● **Given instruction**: Format every line of the material below as a Markdown table with two columns, No. and Entry. Number the rows in order and leave out blank lines.

● **Given data**:

::::::::

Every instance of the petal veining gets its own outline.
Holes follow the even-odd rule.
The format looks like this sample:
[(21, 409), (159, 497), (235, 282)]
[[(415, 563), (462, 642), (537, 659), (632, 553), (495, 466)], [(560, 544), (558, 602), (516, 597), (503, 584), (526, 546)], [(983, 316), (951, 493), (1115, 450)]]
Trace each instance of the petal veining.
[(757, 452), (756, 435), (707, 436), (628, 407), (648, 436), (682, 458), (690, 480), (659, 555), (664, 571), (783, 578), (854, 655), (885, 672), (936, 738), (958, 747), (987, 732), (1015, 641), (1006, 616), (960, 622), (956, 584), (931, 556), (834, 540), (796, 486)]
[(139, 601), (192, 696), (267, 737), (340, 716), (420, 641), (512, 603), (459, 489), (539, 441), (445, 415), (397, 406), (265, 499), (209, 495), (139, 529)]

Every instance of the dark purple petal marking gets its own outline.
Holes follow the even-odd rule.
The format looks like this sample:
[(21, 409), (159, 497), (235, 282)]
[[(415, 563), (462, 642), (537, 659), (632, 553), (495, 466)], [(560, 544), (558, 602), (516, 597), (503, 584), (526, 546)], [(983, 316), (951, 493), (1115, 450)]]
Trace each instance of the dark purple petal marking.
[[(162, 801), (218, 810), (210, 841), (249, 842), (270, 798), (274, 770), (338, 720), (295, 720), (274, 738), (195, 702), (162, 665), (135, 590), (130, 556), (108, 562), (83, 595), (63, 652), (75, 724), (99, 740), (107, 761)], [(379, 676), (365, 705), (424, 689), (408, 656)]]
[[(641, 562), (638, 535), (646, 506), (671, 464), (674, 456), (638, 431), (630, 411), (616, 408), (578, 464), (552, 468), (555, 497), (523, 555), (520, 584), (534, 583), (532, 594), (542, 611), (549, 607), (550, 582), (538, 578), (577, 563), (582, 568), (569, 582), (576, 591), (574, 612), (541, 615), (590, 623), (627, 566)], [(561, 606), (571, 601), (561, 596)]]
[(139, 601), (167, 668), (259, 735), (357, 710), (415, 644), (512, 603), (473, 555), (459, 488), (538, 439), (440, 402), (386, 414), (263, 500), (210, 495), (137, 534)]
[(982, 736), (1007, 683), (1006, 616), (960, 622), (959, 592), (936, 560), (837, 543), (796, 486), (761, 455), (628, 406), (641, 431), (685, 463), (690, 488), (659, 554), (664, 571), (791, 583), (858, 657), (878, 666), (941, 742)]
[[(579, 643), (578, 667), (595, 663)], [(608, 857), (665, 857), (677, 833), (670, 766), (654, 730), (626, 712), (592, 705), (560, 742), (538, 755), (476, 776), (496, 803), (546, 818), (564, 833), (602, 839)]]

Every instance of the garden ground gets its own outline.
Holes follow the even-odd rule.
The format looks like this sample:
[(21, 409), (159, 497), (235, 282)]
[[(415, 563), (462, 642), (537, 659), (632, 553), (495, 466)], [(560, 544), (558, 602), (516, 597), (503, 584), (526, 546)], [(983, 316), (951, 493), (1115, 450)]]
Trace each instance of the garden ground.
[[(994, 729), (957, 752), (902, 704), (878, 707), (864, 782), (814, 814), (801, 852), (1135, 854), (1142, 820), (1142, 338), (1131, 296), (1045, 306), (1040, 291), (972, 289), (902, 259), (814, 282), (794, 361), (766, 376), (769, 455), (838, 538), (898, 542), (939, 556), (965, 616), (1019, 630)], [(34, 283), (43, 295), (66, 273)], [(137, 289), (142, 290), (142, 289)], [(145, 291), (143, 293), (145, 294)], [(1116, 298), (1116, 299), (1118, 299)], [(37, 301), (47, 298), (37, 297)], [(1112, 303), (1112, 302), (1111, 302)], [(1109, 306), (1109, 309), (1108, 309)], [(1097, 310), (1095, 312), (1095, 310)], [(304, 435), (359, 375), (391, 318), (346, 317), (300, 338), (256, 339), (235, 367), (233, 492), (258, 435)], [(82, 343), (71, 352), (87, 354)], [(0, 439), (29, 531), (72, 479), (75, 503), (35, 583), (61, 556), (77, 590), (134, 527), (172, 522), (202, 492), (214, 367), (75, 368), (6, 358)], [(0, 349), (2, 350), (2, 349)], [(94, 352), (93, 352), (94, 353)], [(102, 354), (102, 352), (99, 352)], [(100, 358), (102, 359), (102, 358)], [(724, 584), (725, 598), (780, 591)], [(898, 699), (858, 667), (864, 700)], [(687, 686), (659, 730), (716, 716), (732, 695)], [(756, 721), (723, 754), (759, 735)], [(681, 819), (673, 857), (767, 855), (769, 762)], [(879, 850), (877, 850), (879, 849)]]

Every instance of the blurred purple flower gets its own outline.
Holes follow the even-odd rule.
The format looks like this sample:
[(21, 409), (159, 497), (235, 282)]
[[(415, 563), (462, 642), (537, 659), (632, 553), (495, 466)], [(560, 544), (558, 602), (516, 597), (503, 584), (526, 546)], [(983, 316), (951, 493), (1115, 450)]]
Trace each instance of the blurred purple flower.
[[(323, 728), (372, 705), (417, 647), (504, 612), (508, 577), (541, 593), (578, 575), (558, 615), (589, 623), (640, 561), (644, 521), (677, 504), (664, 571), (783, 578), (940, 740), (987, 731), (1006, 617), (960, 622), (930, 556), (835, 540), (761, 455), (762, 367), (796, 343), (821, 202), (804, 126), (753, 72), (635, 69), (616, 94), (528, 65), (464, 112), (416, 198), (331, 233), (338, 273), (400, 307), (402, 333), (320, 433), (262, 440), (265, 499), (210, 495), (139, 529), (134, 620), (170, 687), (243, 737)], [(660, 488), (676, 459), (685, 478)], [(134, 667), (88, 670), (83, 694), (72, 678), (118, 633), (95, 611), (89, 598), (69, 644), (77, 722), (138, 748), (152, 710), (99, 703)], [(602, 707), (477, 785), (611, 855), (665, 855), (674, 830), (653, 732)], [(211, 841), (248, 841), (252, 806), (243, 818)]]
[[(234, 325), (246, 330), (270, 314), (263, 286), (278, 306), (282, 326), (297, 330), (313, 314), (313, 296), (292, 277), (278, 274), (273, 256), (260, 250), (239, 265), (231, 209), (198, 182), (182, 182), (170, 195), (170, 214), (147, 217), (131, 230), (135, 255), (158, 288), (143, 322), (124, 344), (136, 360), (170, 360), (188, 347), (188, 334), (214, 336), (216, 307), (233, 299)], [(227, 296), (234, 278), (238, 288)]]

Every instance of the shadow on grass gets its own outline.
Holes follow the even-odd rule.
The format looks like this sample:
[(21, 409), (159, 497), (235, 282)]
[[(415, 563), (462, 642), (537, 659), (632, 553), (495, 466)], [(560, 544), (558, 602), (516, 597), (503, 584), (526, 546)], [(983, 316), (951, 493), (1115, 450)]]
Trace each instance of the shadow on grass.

::::::::

● **Full answer**:
| No. | Entry |
|---|---|
| 1 | Every instance of the petal veining gets its own outline. |
| 2 | Holes follow the even-odd rule. |
| 3 | The format looks like this sample: |
| 4 | [(21, 409), (159, 497), (235, 282)] |
| 5 | [[(415, 563), (462, 642), (537, 659), (632, 553), (495, 466)], [(560, 544), (558, 602), (516, 597), (503, 584), (526, 546)], [(983, 316), (951, 493), (1115, 450)]] |
| 6 | Trace each instance of the petal veining. |
| 7 | [(757, 452), (756, 435), (707, 436), (628, 407), (648, 436), (682, 458), (690, 480), (659, 555), (664, 571), (783, 578), (854, 655), (885, 672), (936, 738), (958, 747), (987, 732), (1015, 641), (1006, 616), (960, 622), (956, 584), (931, 556), (834, 540), (796, 486)] |
| 8 | [(139, 601), (192, 696), (267, 737), (340, 716), (420, 641), (512, 603), (459, 489), (539, 441), (445, 415), (397, 406), (265, 499), (209, 495), (139, 529)] |
| 9 | Every instance of the dark purple petal marking gets its own outline. |
| 10 | Holes follow the even-odd rule. |
| 11 | The format looks like this sample: |
| 12 | [(21, 409), (159, 497), (235, 282)] |
| 13 | [[(415, 563), (462, 642), (537, 659), (632, 553), (495, 466)], [(560, 544), (558, 602), (516, 597), (503, 584), (526, 546)], [(983, 316), (951, 493), (1115, 450)]] |
| 14 | Trace each instance of the dark purple petal marking. |
| 15 | [[(162, 801), (218, 810), (210, 841), (249, 842), (270, 798), (274, 770), (338, 720), (295, 720), (274, 738), (195, 702), (162, 665), (135, 590), (130, 556), (108, 562), (83, 595), (63, 652), (75, 724), (99, 740), (107, 761)], [(379, 676), (365, 705), (424, 689), (408, 656)]] |
| 16 | [[(641, 562), (638, 535), (646, 506), (671, 464), (674, 456), (638, 431), (630, 411), (616, 408), (578, 464), (552, 468), (555, 497), (523, 555), (520, 584), (534, 583), (532, 594), (542, 611), (549, 607), (550, 582), (538, 578), (577, 563), (582, 568), (569, 582), (576, 591), (574, 612), (541, 615), (590, 623), (627, 566)], [(561, 606), (571, 601), (561, 596)]] |
| 17 | [(139, 601), (167, 668), (259, 735), (357, 710), (415, 644), (512, 603), (473, 555), (459, 488), (538, 439), (440, 402), (386, 414), (263, 500), (210, 495), (137, 534)] |
| 18 | [(982, 736), (1007, 683), (1006, 616), (960, 622), (959, 592), (936, 560), (837, 543), (796, 486), (761, 455), (628, 406), (641, 431), (685, 463), (690, 488), (659, 554), (664, 571), (791, 583), (858, 657), (878, 666), (941, 742)] |
| 19 | [[(579, 643), (578, 667), (595, 663)], [(608, 857), (665, 857), (677, 833), (670, 766), (654, 730), (626, 712), (592, 705), (560, 742), (538, 755), (476, 776), (496, 803), (546, 818), (564, 833), (602, 839)]] |
| 20 | Every instance of the garden ground gets its own outline. |
| 21 | Holes follow the even-odd rule. |
| 22 | The format looks like this sample: |
| 23 | [(21, 409), (159, 497), (235, 282)] |
| 24 | [[(415, 563), (462, 642), (537, 659), (632, 553), (495, 466)], [(560, 544), (558, 602), (516, 597), (503, 584), (526, 546)], [(983, 316), (951, 493), (1115, 450)]] |
| 25 | Trace each instance of the garden ground. |
| 26 | [[(994, 729), (957, 752), (902, 704), (878, 707), (864, 782), (814, 814), (801, 852), (1135, 854), (1142, 820), (1142, 338), (1131, 296), (1045, 306), (1040, 291), (972, 289), (902, 259), (814, 282), (794, 361), (766, 376), (769, 455), (838, 538), (898, 542), (939, 556), (965, 616), (1019, 630)], [(34, 283), (43, 295), (66, 273)], [(137, 289), (142, 290), (142, 289)], [(145, 291), (143, 293), (145, 294)], [(1116, 298), (1116, 299), (1118, 299)], [(37, 301), (47, 298), (37, 297)], [(1112, 303), (1112, 302), (1111, 302)], [(1109, 306), (1109, 309), (1108, 309)], [(1097, 310), (1095, 312), (1095, 310)], [(304, 435), (359, 375), (391, 318), (346, 317), (300, 338), (256, 339), (235, 367), (233, 492), (258, 435)], [(82, 343), (71, 352), (87, 354)], [(0, 439), (29, 531), (72, 479), (75, 503), (35, 583), (61, 556), (77, 590), (134, 527), (172, 522), (202, 492), (214, 367), (75, 368), (6, 358)], [(0, 349), (2, 350), (2, 349)], [(94, 352), (93, 352), (94, 353)], [(102, 354), (102, 352), (99, 352)], [(100, 358), (102, 359), (102, 358)], [(724, 584), (725, 598), (780, 591)], [(898, 699), (858, 667), (864, 700)], [(687, 686), (659, 730), (716, 716), (732, 695)], [(756, 721), (723, 754), (759, 735)], [(681, 819), (673, 857), (767, 855), (769, 762)], [(879, 850), (877, 850), (879, 849)]] |
| 27 | Every instance of the blurred purple flower gets its own outline. |
| 28 | Holes follow the even-odd rule. |
| 29 | The format looks like this sample: |
| 30 | [(21, 409), (159, 497), (235, 282)] |
| 31 | [[(415, 563), (462, 642), (537, 659), (632, 553), (495, 466)], [(560, 544), (558, 602), (516, 597), (503, 584), (526, 546)], [(983, 316), (951, 493), (1115, 450)]] |
| 32 | Trace each instance of the blurred purple flower. |
| 33 | [[(323, 728), (372, 705), (417, 647), (504, 612), (508, 577), (541, 593), (578, 575), (558, 615), (589, 623), (640, 561), (644, 521), (677, 504), (664, 571), (783, 578), (940, 740), (987, 731), (1006, 617), (960, 622), (930, 556), (835, 540), (761, 455), (762, 367), (796, 343), (821, 202), (804, 126), (753, 72), (635, 69), (616, 94), (528, 65), (464, 112), (416, 198), (331, 233), (338, 273), (400, 307), (402, 333), (320, 433), (262, 440), (265, 499), (210, 495), (139, 529), (134, 620), (170, 687), (243, 737)], [(660, 488), (676, 459), (685, 478)], [(134, 667), (88, 670), (83, 694), (72, 678), (118, 633), (95, 611), (89, 598), (69, 644), (77, 722), (138, 748), (152, 710), (99, 703)], [(602, 707), (477, 785), (611, 855), (665, 855), (674, 830), (653, 732)], [(211, 841), (248, 841), (252, 806), (243, 818)]] |
| 34 | [[(234, 325), (246, 330), (270, 314), (263, 286), (278, 306), (282, 326), (297, 330), (313, 314), (313, 296), (292, 277), (278, 274), (273, 256), (260, 250), (239, 265), (231, 209), (198, 182), (182, 182), (170, 195), (170, 214), (147, 217), (131, 230), (135, 255), (158, 288), (143, 322), (124, 344), (136, 360), (170, 360), (188, 347), (188, 334), (214, 336), (216, 307), (233, 299)], [(227, 296), (234, 278), (238, 288)]] |
| 35 | Every instance of the shadow on grass gets its own outline. |
| 36 | Holes follow the even-odd rule. |
| 37 | The format looks like this sample: |
| 38 | [(21, 409), (159, 497), (235, 282)] |
| 39 | [[(415, 563), (462, 642), (537, 659), (632, 553), (495, 466)], [(560, 544), (558, 602), (516, 597), (503, 584), (526, 546)], [(983, 316), (951, 493), (1115, 450)]] |
| 40 | Trace each instance of the shadow on grass. |